Tarefas a cumprir:
1 – Segundo o trecho sobre autismo, qual é o tipo mais brando de autismo?
2 – Reescreva em forma de lista o parágrafo do trecho sobre autismo que começa com "Mas os que todos têm em comum", mantendo os fatos principais.
3 – Reproduza do trecho sobre autismo a parte que começa em "Devido ao desconhecimento" e termina em "entendimentos estão equivocados.".

Trecho:

◇ ◇ ◇ ◇

Devido ao desconhecimento do que seja o autismo, muita gente, além de trata a síndrome como doença, vê seus portadores como incapazes de aprender. Segundo explicação de Maria Luíza Torres, professora de Terapia Ocupacional da Universidade Estadual de Ciências da Saúde (Uncisal), ambos os entendimentos estão equivocados.
“Cada pessoa tem sua potencialidade, sua habilidade e suas dificuldades. Existem tipos diferentes de autismo. Se tivermos cinco crianças com autismo, na mesma idade e na mesma escola, cada uma delas vai se apresentar diferente na sociedade porque algumas serão mais estimuladas pelos pais, algumas terão pais mais pacientes e algumas terão cognição comprometida organicamente. Ninguém é burro. Todo mundo sabe alguma coisa e mesmo um autista clássico com comprometimento cognitivo, que não consiga verbalizar o que pensa, é inteligente”, explica a professora da Uncisal.
Maria Luíza Torres ressalta haver diferentes níveis de autismo: leve, moderado e severo. O tipo mais brando é denominado de Asperger.
“Mas os que todos têm em comum é a dificuldade em habilidades sociais”, pontua. “O Asperger tem comprometimento na interação social, mas a linguagem está satisfatória, assim como o comportamento. É uma criança que, se tiver um bom estímulo, pode chegar à faculdade, casar e ter filhos. Terá, entre aspas, uma vida normal. O autista é um dos melhores empregados que uma empresa pode ter porque eles são perfeccionistas, altamente organizados. A rotina para eles é essencial. É um funcionário de alto desempenho”, completa a professora ao ponderar que nem todos poderão realizar essas tarefas.

◇ ◇ ◇ ◇

Extrato de dados:
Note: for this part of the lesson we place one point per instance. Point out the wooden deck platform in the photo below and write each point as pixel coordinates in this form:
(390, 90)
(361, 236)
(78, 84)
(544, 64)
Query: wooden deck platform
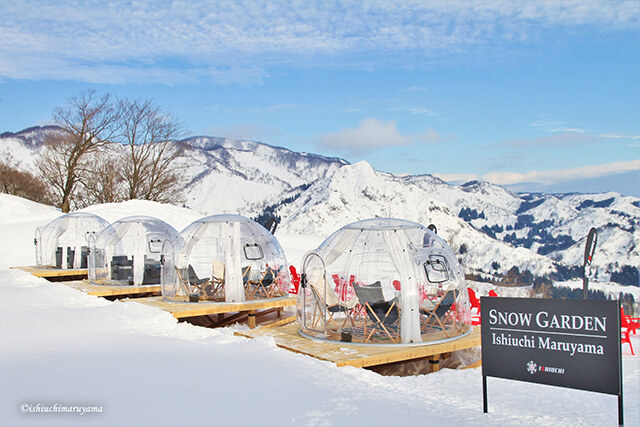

◇ ◇ ◇ ◇

Soluções abaixo:
1 – O tipo mais brando é o Asperger.

2 –
- Todos os tipos de autismo têm em comum a dificuldade em habilidades sociais.
- No Asperger há comprometimento na interação social, mas a linguagem e o comportamento são satisfatórios.
- Com bom estímulo, uma criança com Asperger pode chegar à faculdade, casar e ter filhos.
- O autista pode ser um ótimo empregado por ser perfeccionista e altamente organizado, e a rotina é essencial para ele.
- Nem todos poderão realizar essas tarefas.

3 –
Devido ao desconhecimento do que seja o autismo, muita gente, além de trata a síndrome como doença, vê seus portadores como incapazes de aprender. Segundo explicação de Maria Luíza Torres, professora de Terapia Ocupacional da Universidade Estadual de Ciências da Saúde (Uncisal), ambos os entendimentos estão equivocados.